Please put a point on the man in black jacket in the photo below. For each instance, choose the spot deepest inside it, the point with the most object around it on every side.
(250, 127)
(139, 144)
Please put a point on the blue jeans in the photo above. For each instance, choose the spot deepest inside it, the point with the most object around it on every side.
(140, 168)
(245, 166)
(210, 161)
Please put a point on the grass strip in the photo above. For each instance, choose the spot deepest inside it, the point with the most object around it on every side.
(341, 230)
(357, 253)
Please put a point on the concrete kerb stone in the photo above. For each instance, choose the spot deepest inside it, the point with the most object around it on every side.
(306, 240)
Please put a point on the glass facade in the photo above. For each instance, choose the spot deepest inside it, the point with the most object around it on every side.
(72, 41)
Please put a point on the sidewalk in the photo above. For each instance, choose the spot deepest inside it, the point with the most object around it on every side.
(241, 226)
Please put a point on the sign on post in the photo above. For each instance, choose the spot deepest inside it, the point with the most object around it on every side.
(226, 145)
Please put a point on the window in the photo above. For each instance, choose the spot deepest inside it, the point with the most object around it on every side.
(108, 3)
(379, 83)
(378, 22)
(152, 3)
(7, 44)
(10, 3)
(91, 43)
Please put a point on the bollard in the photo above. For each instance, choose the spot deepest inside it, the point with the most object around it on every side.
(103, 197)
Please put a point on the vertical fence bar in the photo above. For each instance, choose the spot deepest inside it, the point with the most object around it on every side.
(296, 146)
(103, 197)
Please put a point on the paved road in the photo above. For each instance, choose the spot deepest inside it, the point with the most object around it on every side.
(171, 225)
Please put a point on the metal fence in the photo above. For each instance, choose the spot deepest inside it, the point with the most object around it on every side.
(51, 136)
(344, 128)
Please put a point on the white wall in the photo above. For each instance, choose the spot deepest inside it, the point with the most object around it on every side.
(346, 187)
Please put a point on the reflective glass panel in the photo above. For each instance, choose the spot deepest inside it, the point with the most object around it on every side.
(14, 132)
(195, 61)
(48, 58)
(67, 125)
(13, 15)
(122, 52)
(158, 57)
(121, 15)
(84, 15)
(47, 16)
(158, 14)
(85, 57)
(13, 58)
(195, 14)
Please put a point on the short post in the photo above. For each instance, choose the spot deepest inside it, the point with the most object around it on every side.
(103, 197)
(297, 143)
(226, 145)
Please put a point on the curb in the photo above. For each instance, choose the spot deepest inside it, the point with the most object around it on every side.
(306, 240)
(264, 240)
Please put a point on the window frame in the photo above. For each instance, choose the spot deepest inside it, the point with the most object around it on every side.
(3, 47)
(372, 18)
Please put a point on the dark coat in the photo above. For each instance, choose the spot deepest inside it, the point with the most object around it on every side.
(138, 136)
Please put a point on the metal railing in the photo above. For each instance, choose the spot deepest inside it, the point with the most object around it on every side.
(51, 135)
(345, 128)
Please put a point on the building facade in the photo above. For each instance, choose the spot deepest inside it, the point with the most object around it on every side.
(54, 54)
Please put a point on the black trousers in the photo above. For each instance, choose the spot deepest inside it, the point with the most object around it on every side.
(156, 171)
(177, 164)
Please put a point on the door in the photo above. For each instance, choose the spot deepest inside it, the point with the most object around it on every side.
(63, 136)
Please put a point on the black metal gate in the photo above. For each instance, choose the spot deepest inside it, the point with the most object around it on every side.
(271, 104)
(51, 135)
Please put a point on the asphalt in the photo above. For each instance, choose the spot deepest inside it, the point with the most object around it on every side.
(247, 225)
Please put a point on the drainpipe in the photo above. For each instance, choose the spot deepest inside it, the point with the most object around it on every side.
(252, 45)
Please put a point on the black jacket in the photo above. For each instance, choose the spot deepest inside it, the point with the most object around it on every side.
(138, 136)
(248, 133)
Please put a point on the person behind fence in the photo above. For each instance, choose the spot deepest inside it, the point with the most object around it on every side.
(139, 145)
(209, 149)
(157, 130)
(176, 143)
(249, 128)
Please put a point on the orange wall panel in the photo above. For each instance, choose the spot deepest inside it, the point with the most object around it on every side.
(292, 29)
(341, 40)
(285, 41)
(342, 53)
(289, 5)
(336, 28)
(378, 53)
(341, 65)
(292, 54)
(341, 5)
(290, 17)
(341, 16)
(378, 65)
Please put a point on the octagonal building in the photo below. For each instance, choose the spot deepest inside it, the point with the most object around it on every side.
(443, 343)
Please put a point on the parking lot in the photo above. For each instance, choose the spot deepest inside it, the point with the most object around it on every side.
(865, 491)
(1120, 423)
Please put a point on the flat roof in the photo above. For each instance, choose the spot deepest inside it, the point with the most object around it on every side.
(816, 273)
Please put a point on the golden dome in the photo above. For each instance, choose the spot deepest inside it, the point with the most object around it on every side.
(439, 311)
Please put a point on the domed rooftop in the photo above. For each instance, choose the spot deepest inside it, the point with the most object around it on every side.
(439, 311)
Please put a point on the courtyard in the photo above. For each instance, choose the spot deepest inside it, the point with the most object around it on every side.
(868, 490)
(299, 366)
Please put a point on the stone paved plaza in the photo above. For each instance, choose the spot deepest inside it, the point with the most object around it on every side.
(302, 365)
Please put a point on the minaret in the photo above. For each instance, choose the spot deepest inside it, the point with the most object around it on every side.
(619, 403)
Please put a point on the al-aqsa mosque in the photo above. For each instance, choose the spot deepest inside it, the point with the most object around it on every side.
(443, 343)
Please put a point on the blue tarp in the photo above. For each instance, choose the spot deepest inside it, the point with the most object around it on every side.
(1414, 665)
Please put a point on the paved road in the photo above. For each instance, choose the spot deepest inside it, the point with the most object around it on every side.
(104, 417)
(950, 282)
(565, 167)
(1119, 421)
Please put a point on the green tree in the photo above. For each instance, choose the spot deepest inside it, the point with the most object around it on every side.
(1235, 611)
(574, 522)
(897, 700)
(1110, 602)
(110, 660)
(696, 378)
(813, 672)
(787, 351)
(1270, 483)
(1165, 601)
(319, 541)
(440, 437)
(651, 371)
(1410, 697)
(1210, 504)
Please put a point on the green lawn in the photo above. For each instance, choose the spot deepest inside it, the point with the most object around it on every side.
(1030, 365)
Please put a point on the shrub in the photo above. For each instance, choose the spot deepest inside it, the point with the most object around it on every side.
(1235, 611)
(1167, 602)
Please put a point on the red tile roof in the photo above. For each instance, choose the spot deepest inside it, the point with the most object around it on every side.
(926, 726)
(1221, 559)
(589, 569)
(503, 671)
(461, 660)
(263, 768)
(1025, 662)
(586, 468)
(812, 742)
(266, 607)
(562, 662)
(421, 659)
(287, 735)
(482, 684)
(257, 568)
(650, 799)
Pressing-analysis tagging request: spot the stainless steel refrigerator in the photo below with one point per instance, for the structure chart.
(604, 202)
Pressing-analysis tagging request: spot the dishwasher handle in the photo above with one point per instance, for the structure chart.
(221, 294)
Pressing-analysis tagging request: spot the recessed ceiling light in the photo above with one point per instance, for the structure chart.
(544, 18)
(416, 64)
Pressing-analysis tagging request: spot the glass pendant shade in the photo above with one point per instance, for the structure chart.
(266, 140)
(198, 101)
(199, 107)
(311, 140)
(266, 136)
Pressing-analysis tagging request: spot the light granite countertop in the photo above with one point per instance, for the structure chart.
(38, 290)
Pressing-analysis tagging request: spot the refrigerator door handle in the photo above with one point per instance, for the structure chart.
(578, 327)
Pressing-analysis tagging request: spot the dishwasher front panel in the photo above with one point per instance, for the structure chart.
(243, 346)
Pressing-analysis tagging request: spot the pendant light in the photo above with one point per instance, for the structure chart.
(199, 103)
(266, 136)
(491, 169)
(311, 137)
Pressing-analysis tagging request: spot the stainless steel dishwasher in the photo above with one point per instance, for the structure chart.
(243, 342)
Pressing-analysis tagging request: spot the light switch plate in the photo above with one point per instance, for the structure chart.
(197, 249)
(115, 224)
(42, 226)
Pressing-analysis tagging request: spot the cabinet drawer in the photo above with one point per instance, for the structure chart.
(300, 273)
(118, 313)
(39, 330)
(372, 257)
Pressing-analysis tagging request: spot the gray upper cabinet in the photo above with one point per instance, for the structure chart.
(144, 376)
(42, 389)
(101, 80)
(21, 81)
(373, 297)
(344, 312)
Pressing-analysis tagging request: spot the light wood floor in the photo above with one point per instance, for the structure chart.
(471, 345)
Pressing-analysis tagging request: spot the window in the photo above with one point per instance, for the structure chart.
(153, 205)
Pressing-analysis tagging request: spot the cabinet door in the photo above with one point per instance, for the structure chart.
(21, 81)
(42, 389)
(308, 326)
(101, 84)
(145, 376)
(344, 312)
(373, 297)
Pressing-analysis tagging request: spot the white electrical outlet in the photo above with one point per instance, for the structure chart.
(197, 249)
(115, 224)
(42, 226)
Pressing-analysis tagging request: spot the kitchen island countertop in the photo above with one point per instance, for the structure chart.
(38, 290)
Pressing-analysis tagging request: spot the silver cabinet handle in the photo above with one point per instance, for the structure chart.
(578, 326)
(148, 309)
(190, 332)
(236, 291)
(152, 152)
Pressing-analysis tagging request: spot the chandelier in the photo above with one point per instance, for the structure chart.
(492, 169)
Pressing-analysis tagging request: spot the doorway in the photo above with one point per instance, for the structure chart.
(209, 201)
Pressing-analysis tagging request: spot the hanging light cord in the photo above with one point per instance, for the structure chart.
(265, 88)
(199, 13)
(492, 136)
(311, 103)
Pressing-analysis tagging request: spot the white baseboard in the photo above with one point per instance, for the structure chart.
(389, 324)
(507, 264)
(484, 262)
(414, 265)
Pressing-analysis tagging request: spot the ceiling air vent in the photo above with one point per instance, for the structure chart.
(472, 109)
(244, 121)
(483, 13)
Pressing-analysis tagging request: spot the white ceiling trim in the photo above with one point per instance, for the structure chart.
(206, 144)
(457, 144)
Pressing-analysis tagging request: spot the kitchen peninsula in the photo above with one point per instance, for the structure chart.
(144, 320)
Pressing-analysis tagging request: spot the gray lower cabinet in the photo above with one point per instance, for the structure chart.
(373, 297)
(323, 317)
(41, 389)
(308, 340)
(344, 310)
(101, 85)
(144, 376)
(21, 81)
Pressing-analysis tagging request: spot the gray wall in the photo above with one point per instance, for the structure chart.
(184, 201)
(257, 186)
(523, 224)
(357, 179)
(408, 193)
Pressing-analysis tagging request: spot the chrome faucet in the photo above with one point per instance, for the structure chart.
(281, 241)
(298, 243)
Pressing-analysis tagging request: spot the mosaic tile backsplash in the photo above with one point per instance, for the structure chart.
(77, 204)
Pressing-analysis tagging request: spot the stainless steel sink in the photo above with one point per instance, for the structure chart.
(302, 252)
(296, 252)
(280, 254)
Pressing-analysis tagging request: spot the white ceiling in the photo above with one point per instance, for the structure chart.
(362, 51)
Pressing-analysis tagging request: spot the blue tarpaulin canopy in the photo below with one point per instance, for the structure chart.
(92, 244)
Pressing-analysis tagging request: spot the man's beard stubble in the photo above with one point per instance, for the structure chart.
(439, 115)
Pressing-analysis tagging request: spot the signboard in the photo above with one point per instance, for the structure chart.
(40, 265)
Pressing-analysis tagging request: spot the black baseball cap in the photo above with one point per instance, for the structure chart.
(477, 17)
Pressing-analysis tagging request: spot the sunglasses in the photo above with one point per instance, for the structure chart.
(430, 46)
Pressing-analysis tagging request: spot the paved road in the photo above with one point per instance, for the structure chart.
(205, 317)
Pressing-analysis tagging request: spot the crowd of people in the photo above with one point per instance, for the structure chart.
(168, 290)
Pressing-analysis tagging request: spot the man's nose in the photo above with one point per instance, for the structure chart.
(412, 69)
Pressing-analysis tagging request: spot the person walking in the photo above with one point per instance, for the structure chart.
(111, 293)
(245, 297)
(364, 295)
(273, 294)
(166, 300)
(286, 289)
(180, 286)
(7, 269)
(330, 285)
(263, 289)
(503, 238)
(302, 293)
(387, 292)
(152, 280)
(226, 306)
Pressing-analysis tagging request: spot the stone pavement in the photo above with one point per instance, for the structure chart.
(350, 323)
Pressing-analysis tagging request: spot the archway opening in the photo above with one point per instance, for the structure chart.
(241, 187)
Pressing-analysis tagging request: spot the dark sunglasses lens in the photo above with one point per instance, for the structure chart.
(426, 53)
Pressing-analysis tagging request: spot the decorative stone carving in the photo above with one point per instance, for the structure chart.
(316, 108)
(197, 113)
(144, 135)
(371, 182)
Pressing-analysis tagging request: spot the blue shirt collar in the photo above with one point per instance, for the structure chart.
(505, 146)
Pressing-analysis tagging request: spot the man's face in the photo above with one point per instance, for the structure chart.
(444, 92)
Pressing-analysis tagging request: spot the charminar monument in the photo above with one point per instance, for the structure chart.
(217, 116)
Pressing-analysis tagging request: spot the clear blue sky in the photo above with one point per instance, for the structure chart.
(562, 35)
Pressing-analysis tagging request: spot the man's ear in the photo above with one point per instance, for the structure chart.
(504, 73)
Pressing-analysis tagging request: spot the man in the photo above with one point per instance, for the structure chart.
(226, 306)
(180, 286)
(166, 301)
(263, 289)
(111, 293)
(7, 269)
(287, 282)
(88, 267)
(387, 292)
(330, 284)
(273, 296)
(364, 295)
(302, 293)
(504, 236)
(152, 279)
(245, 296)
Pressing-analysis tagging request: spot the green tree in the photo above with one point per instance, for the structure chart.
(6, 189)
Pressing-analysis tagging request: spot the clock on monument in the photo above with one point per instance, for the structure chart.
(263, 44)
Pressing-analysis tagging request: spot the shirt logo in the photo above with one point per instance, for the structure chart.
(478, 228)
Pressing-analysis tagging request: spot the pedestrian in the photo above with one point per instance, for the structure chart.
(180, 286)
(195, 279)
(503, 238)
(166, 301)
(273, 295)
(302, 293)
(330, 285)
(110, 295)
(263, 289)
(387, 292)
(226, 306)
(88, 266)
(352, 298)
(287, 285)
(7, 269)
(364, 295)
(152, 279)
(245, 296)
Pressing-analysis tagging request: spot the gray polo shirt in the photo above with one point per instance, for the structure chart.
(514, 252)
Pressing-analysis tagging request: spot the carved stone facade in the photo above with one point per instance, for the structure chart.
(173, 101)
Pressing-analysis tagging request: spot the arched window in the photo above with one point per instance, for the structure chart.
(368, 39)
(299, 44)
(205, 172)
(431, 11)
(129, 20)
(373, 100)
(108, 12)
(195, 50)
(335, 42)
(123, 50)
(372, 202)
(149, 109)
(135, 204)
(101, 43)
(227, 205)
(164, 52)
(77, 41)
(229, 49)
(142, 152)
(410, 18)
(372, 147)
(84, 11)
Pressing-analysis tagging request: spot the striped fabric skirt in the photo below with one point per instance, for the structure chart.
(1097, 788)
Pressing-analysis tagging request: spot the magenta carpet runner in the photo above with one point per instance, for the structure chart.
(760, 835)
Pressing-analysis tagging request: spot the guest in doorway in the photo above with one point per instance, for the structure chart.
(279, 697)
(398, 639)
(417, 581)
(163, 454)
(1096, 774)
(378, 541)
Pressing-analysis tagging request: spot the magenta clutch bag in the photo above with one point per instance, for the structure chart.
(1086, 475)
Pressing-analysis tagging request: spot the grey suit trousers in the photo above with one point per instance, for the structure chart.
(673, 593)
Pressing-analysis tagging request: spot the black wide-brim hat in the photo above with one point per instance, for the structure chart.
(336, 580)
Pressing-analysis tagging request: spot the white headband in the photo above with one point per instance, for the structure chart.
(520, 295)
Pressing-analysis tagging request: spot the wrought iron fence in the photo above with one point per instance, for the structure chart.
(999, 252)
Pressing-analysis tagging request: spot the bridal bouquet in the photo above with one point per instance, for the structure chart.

* * *

• [Instructions to follow]
Copy only this span: the line that contains "Pressing-analysis tagging request: spot the guest", the last line, and every line between them.

• [Written solution]
Pressing-analysis tagging request: spot the guest in doorway in the photo above with one point per instance, for the structure chart.
(279, 697)
(398, 639)
(417, 581)
(163, 454)
(1096, 774)
(378, 541)
Pressing-analysis tagging request: spot the magenta clutch bag in the photo above with one point per instance, for the structure chart.
(1086, 475)
Pressing-analysis tagging request: spot the grey suit trousers in the photo above with one point per instance, for the structure chart.
(673, 593)
Pressing-analysis tagging request: spot the black wide-brim hat in the photo above with one point per instance, for the structure chart.
(336, 580)
Pressing-analysis tagging request: spot the white headband in the photo above with one point per instance, for the structure chart.
(520, 295)
Pressing-analysis tagging request: spot the wrought iron fence in the photo above with one point per instance, for the structure chart.
(999, 252)
Pressing-analysis tagging request: spot the bridal bouquet in the photo above with one point per instance, for the structure chart.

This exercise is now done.